>> start Source data

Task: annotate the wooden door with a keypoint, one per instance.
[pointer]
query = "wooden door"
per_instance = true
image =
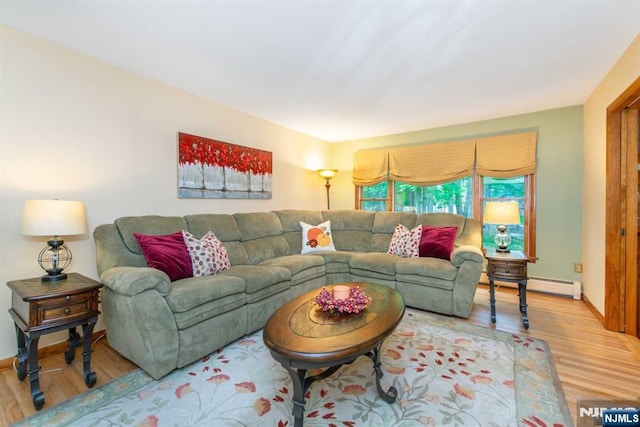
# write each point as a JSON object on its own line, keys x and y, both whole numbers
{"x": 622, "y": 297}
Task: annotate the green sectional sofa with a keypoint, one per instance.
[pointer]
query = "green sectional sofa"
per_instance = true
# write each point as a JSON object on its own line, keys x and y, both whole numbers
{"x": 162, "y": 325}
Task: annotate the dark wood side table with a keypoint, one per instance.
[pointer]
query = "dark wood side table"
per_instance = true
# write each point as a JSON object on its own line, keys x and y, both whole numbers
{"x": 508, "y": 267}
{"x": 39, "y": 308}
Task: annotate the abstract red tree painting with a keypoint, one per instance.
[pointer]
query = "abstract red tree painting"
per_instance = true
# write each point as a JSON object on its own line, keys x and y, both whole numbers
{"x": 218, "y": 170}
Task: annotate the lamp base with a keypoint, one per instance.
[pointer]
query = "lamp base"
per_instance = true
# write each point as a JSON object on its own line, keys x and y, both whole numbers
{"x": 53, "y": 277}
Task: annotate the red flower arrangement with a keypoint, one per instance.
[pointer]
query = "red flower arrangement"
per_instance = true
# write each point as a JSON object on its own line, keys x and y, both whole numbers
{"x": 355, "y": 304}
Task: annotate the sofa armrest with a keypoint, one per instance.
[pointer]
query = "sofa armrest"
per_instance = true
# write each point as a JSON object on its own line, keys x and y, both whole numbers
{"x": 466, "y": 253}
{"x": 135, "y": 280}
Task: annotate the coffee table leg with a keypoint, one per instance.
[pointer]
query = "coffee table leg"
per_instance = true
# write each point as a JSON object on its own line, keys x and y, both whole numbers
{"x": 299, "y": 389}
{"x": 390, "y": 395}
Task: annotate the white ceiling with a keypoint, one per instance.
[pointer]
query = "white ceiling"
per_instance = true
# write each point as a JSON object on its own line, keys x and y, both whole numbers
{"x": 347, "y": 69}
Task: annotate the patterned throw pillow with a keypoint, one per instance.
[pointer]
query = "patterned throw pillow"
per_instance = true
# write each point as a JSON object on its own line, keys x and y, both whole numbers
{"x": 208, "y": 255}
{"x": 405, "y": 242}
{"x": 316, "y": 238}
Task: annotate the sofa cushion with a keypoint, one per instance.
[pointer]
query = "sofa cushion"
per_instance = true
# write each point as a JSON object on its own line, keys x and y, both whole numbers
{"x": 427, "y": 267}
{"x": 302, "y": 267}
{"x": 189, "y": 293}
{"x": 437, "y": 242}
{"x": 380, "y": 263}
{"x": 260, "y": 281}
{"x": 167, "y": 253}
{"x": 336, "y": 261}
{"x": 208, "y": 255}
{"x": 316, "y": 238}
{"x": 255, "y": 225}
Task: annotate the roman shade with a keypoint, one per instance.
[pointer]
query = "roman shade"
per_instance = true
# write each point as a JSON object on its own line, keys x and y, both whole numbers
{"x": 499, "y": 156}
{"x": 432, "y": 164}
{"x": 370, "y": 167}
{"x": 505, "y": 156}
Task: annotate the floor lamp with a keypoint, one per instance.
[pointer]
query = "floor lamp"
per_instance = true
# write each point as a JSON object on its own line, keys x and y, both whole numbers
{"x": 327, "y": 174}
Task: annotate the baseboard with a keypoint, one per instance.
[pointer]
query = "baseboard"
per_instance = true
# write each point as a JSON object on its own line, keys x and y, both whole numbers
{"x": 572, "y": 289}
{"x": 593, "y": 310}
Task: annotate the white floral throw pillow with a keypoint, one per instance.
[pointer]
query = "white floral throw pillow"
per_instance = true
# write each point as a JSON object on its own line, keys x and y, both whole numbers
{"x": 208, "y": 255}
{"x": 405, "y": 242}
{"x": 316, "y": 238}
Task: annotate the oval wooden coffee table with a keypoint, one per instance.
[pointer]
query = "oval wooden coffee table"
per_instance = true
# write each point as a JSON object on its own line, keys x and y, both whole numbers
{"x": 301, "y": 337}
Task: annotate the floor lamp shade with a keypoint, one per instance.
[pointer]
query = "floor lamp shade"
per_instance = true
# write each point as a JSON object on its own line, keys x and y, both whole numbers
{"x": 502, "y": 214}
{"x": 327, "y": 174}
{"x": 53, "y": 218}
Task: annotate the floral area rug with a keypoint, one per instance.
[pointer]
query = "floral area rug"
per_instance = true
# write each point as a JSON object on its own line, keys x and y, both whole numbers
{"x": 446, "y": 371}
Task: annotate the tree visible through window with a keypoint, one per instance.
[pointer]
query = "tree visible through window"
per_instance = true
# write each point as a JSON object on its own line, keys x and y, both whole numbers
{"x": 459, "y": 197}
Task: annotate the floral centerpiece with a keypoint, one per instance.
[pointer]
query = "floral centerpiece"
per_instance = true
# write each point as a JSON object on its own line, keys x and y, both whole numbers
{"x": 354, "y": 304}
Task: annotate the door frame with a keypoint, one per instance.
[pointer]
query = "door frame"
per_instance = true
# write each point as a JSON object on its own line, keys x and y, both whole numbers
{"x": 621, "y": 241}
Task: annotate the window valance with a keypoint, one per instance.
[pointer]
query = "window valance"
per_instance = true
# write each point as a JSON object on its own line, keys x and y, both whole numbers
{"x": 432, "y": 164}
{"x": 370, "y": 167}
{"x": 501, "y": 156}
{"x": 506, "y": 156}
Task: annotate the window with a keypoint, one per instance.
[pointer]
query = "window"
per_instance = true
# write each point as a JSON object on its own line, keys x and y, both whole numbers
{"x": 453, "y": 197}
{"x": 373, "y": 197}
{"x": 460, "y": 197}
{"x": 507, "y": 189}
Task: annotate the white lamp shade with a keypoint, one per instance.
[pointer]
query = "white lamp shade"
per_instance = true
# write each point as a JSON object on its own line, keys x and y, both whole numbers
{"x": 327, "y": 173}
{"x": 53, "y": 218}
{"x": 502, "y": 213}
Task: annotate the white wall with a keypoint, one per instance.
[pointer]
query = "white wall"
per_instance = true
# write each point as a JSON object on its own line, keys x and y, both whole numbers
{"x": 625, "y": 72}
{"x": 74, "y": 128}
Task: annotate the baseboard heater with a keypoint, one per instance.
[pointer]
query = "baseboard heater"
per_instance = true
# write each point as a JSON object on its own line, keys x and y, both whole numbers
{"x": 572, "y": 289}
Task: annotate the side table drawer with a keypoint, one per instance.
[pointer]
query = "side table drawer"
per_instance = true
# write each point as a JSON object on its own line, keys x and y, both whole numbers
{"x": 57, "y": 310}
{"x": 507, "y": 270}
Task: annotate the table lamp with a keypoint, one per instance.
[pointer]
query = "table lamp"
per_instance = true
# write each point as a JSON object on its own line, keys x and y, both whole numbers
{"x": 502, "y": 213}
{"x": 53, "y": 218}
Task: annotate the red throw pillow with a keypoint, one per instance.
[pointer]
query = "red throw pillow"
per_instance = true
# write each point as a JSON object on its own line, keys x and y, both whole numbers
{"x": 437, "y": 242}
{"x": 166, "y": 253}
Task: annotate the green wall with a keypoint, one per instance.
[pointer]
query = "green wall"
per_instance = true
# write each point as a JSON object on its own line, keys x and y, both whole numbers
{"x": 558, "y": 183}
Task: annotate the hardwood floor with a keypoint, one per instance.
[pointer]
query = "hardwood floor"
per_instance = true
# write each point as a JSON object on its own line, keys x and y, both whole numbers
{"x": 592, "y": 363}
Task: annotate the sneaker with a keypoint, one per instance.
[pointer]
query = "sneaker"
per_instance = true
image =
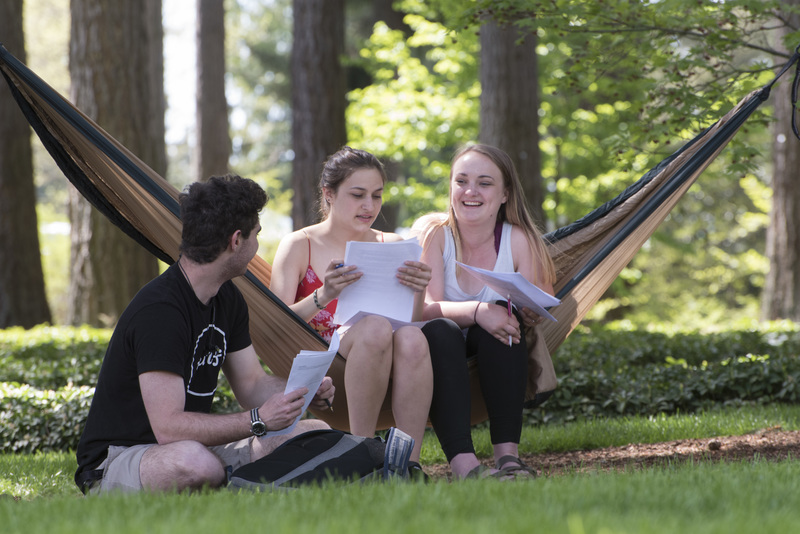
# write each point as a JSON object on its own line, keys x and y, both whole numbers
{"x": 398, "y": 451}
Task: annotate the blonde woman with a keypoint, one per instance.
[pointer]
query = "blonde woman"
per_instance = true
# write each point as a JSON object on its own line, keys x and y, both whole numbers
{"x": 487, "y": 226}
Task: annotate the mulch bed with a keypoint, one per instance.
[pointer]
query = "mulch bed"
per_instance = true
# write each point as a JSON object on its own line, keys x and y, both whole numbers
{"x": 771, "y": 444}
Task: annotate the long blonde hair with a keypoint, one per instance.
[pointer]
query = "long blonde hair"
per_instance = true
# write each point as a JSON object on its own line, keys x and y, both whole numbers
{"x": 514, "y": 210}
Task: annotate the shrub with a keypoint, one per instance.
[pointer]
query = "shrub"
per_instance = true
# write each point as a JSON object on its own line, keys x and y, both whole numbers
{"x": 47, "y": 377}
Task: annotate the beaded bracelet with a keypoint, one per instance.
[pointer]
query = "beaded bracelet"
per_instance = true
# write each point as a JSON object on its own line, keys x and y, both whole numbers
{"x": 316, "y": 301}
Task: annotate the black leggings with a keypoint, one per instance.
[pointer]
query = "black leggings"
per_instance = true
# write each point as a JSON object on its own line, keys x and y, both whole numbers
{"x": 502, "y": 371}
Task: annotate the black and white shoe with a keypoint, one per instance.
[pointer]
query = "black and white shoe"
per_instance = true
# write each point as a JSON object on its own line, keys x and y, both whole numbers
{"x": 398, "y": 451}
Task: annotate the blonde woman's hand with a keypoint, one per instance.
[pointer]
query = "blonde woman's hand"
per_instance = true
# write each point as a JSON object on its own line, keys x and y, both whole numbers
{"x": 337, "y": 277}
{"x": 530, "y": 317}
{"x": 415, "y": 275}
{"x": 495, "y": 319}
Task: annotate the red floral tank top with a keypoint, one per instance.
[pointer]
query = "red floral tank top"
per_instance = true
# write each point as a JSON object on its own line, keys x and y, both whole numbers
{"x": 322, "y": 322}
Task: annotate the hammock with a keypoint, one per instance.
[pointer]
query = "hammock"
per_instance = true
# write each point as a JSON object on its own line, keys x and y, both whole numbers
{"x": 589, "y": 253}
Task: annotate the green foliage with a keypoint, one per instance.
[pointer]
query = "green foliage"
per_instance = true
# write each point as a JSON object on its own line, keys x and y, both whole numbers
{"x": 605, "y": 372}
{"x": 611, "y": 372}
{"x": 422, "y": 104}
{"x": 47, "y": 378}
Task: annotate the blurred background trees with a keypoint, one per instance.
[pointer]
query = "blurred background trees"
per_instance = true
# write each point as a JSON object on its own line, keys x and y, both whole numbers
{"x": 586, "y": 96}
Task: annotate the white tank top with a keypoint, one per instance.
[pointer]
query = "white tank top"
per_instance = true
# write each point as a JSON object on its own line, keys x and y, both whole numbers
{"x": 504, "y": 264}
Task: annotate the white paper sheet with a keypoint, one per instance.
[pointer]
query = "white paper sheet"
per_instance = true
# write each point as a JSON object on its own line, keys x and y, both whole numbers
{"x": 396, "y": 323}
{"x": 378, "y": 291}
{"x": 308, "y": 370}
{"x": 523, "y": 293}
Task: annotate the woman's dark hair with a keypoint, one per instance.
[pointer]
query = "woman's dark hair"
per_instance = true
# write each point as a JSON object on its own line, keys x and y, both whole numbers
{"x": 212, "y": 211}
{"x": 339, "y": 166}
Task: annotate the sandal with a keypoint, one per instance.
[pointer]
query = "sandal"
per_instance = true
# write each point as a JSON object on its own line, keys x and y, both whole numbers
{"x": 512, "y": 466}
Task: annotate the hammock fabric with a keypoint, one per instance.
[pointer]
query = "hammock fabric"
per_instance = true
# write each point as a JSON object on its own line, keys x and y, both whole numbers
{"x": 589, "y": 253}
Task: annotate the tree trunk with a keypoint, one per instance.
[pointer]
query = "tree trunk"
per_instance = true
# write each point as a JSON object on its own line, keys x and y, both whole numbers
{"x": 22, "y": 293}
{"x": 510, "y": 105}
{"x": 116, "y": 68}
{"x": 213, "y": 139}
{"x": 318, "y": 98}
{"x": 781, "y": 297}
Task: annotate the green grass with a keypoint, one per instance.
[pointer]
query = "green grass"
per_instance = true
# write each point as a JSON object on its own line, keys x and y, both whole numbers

>> end Source data

In the listing above, find the line containing "Task: annotate the white paper" and please quote exactly that line through the last one, and no other lines.

__Answer to this task__
Task: annotate the white paper sheet with a keypoint, one per instance.
[pointer]
query = "white paper sheet"
per_instance = true
# write each point as a JSON object on its own line, keys x and y, both whole numbers
{"x": 396, "y": 323}
{"x": 378, "y": 291}
{"x": 308, "y": 370}
{"x": 523, "y": 293}
Task: annotate the woman's dark hair with a keypoint, one per instance.
[pointer]
query = "woman's dark hair"
per_instance = true
# write each point as a JSON object on its own line, keys x and y, both whole numbers
{"x": 212, "y": 211}
{"x": 339, "y": 166}
Task: annotate the sandal with a keypoint, one per instance.
[pointer]
query = "sandal"
per_instance = true
# write each point as a JSON object on its own line, keys x and y, both whole numbers
{"x": 512, "y": 466}
Task: annotate the hammock fabric with a keypoint, one per instance.
[pointer]
query = "hammock fabric"
per_instance = true
# write each point as a JSON object on its own line, keys x and y, both whole numbers
{"x": 589, "y": 253}
Task: annotate the tree trunk with a keypoint, one per instance.
[pointer]
query = "tree trunk"
per_instance = true
# write each point as a JSON object on its own line, keys x and y, both whole numbers
{"x": 22, "y": 293}
{"x": 510, "y": 105}
{"x": 116, "y": 68}
{"x": 213, "y": 139}
{"x": 318, "y": 98}
{"x": 781, "y": 297}
Task: annotate the green grass with a keypoint, one per instance.
[pointer]
query = "green grass"
per_instance = true
# write each point as a JSON object on its own line, keys x and y, both whole numbers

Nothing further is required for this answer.